PROBLEM REQUIREMENTS: Set down, word for word, every line of the entries between the line holding "Our annotator flagged the navy practice" and the line holding "402;456;488;574", inclusive.

Records of labeled boxes:
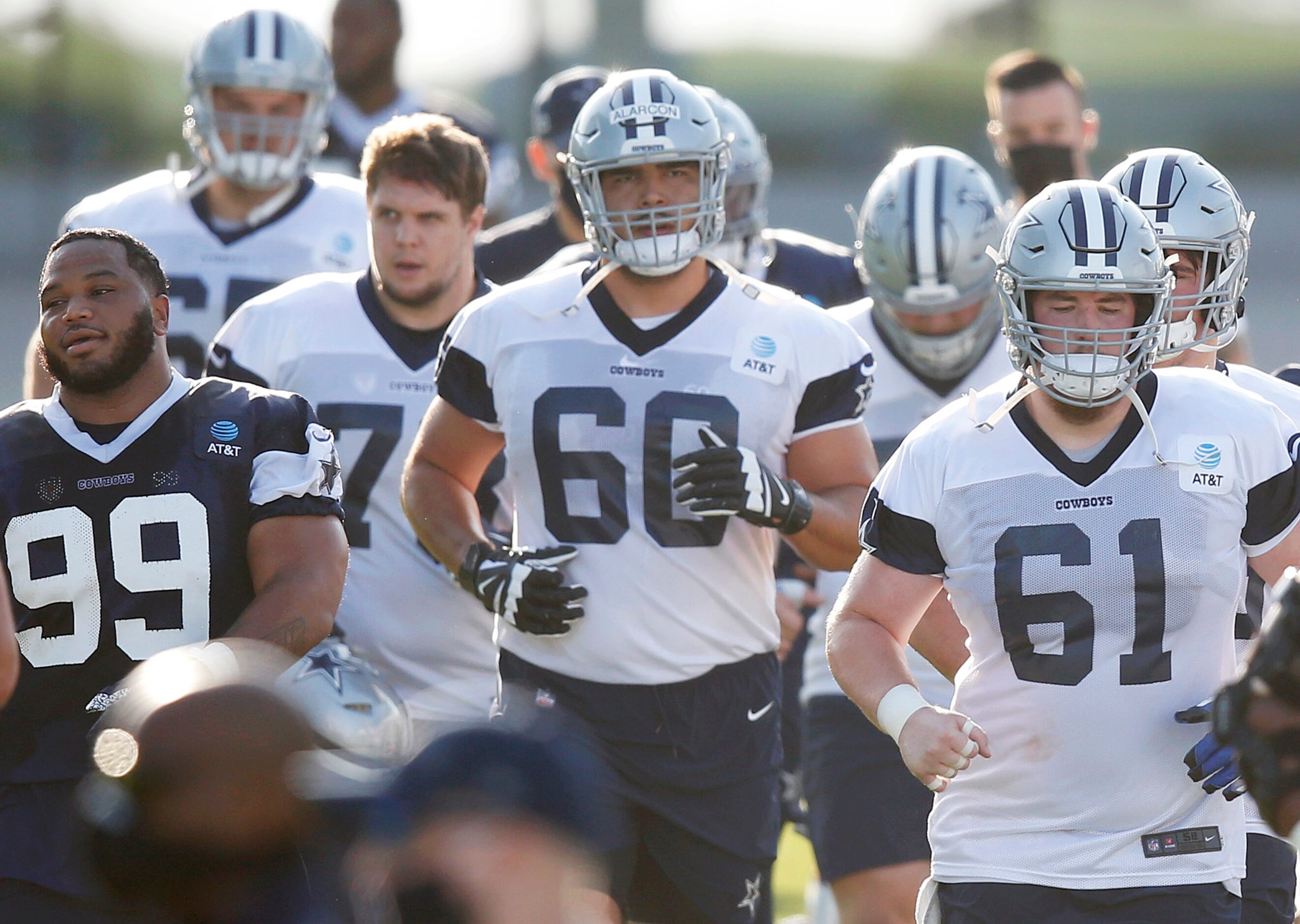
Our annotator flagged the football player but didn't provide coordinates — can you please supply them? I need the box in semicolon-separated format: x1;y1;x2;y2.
828;181;1300;924
476;66;610;284
0;229;347;922
801;147;1006;924
208;116;496;742
24;10;365;398
403;70;875;924
322;0;519;223
1101;148;1300;924
701;87;863;308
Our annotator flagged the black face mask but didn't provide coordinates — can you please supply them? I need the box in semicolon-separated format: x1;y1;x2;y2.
1006;144;1074;199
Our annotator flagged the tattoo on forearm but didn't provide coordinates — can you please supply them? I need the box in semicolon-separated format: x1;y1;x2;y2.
261;616;307;654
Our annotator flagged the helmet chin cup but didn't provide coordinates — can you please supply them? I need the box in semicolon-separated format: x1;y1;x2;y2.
614;229;703;276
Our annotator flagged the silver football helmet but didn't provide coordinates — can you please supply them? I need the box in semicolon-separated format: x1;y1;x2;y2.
276;638;412;790
182;9;334;188
854;144;1002;379
996;180;1174;407
695;87;772;250
564;69;728;276
1101;148;1255;363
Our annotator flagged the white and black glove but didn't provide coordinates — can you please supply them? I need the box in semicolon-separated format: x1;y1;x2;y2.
456;542;587;636
672;426;812;535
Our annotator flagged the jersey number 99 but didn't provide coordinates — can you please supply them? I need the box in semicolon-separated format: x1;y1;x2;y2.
4;494;212;668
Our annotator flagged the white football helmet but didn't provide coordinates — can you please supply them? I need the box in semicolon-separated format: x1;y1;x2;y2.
1101;148;1255;363
854;144;1002;379
564;69;728;276
996;180;1174;407
276;637;412;792
182;9;334;188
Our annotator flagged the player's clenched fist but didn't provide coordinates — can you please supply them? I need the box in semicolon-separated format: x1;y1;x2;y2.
876;683;992;793
456;542;587;636
898;706;990;793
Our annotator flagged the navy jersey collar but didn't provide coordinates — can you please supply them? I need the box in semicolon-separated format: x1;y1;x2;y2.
583;261;727;356
190;177;316;247
1010;371;1157;488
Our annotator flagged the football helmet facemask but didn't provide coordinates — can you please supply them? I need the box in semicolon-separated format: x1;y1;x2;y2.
1101;148;1255;363
996;180;1174;407
854;144;1002;379
182;9;334;188
564;69;729;276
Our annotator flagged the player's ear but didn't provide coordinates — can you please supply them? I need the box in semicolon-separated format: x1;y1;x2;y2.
150;292;172;337
465;203;488;245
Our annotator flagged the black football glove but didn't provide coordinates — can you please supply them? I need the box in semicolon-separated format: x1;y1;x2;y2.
456;542;587;636
672;426;812;535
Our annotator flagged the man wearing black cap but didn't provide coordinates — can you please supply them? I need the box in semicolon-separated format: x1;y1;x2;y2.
352;727;608;924
474;66;610;284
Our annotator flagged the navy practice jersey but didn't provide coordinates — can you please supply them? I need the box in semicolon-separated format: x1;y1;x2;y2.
0;373;343;782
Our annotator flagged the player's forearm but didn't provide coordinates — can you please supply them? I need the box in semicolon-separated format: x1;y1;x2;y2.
785;485;867;571
826;608;917;727
226;564;346;658
910;592;970;681
402;456;488;574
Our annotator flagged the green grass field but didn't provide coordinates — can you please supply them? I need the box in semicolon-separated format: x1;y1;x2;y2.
772;825;816;922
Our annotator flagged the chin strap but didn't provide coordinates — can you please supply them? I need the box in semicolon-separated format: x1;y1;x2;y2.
966;382;1196;465
966;382;1039;433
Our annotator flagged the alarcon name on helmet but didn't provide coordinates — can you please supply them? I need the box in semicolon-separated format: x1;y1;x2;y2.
695;87;772;260
182;9;334;188
854;144;1002;379
564;69;729;276
996;180;1174;407
1101;148;1255;363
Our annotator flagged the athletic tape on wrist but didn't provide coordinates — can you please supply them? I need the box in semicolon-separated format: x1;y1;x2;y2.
876;683;929;741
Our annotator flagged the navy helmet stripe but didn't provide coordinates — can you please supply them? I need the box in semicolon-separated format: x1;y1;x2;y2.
906;161;921;286
935;157;948;282
276;13;285;60
1097;186;1119;266
1128;157;1146;205
1070;186;1091;266
1156;154;1178;221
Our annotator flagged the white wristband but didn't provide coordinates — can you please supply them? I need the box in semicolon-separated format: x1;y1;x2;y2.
876;683;929;741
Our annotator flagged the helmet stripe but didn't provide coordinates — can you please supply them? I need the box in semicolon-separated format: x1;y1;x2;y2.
276;13;285;61
903;161;921;286
1070;186;1088;266
1097;186;1119;266
911;157;942;286
1156;154;1178;221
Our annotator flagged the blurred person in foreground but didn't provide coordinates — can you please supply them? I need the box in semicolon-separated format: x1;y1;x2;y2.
476;65;610;284
80;640;350;924
322;0;519;223
24;9;365;398
1213;568;1300;847
350;725;610;924
0;229;347;923
208;114;499;743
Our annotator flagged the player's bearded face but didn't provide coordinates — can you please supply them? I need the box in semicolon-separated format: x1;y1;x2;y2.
39;304;157;394
601;161;699;241
369;176;482;308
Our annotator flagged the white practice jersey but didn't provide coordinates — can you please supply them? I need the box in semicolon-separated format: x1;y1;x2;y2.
1215;359;1300;841
800;299;1009;706
862;369;1300;889
438;266;872;683
208;273;496;723
63;170;369;377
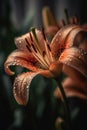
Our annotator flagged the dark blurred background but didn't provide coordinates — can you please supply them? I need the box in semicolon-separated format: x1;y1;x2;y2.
0;0;87;130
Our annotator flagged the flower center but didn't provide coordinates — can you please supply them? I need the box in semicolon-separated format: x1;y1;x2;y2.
25;28;54;69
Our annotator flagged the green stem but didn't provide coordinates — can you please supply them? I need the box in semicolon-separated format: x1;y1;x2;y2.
55;78;71;130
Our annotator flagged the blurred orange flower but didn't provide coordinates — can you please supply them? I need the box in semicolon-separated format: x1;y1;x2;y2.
4;25;87;105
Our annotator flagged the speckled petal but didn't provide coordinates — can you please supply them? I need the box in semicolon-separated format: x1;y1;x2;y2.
45;26;59;36
65;26;87;48
51;25;78;58
4;50;39;75
13;72;38;105
14;33;30;53
59;47;87;78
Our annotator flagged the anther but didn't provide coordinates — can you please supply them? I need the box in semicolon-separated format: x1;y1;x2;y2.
43;51;46;57
31;44;37;53
41;27;46;41
29;33;33;42
26;45;32;52
25;38;30;47
47;44;51;51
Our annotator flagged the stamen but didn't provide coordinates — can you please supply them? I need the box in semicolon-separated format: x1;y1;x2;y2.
64;9;69;24
41;27;46;41
31;43;37;53
26;45;32;52
31;28;38;42
47;44;51;51
29;33;33;42
43;51;46;57
25;38;30;46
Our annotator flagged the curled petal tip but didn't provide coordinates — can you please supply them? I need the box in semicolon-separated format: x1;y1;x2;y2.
4;63;15;75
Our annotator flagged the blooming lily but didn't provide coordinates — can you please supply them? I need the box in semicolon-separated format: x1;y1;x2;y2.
4;25;87;104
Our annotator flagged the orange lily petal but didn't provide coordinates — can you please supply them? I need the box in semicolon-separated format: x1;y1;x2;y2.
65;26;87;48
4;50;39;75
59;47;87;78
45;26;59;36
13;72;38;105
51;25;78;58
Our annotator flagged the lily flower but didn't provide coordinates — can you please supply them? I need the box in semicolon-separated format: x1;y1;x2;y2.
4;25;87;105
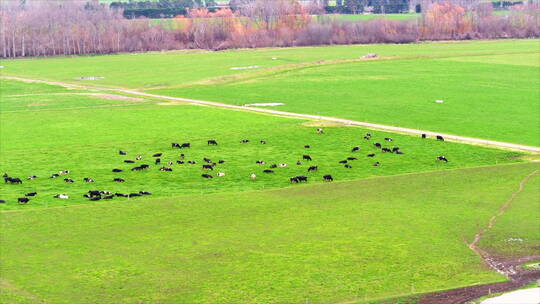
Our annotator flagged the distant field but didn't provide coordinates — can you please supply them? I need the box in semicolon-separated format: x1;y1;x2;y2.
0;164;539;303
0;81;520;209
3;40;540;146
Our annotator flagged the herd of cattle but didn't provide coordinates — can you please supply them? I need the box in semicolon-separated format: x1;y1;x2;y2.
0;128;448;204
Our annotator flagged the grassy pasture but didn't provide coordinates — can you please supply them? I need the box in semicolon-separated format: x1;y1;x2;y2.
0;163;539;303
0;81;520;209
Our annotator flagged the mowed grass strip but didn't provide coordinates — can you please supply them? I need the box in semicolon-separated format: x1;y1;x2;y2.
0;163;539;303
0;80;522;209
157;53;540;146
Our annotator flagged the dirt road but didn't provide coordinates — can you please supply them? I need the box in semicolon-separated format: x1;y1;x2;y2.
1;76;540;153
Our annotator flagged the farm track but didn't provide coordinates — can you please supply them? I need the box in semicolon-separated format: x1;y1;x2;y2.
1;76;540;153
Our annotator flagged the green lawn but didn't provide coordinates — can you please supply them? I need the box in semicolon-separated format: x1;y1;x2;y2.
0;163;539;303
0;81;520;209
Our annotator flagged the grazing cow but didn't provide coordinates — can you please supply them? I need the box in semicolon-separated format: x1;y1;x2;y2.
88;190;101;197
437;156;448;163
296;176;307;182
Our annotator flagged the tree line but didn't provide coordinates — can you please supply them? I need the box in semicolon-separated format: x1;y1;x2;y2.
0;0;540;58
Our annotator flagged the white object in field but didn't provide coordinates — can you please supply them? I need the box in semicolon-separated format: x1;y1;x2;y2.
480;287;540;304
244;102;284;107
231;65;259;70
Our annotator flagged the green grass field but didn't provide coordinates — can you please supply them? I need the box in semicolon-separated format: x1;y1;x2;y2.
0;164;539;303
0;81;520;209
2;40;540;146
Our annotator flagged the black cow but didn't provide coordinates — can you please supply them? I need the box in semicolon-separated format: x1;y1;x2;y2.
437;156;448;163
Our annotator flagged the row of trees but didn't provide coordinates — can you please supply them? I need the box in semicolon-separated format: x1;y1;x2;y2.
0;0;540;58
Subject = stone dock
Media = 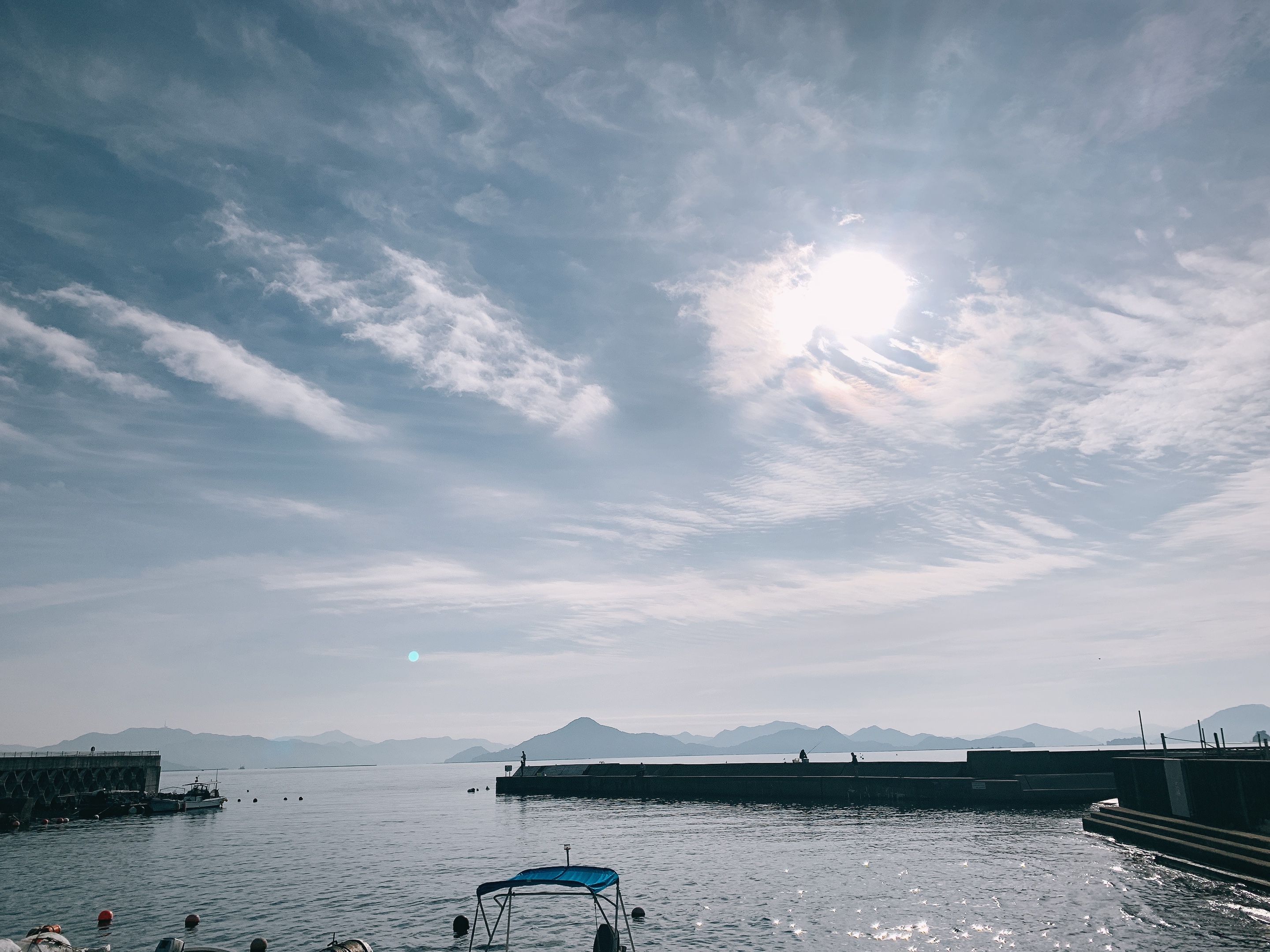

SOLUTION FOR THIS PROBLEM:
Our annotator flagged the navy practice jersey but didn't provide coordinates — can you please supply them? I need the box in semicolon-separated format: x1;y1;x2;y2.
0;373;343;782
Our annotator flagged the player's forearm but didn't provide coordinates — can you please supply them? I need the box in semicolon-separated format: x1;y1;x2;y2.
785;485;867;571
826;608;917;727
226;564;346;658
910;592;970;681
402;456;488;574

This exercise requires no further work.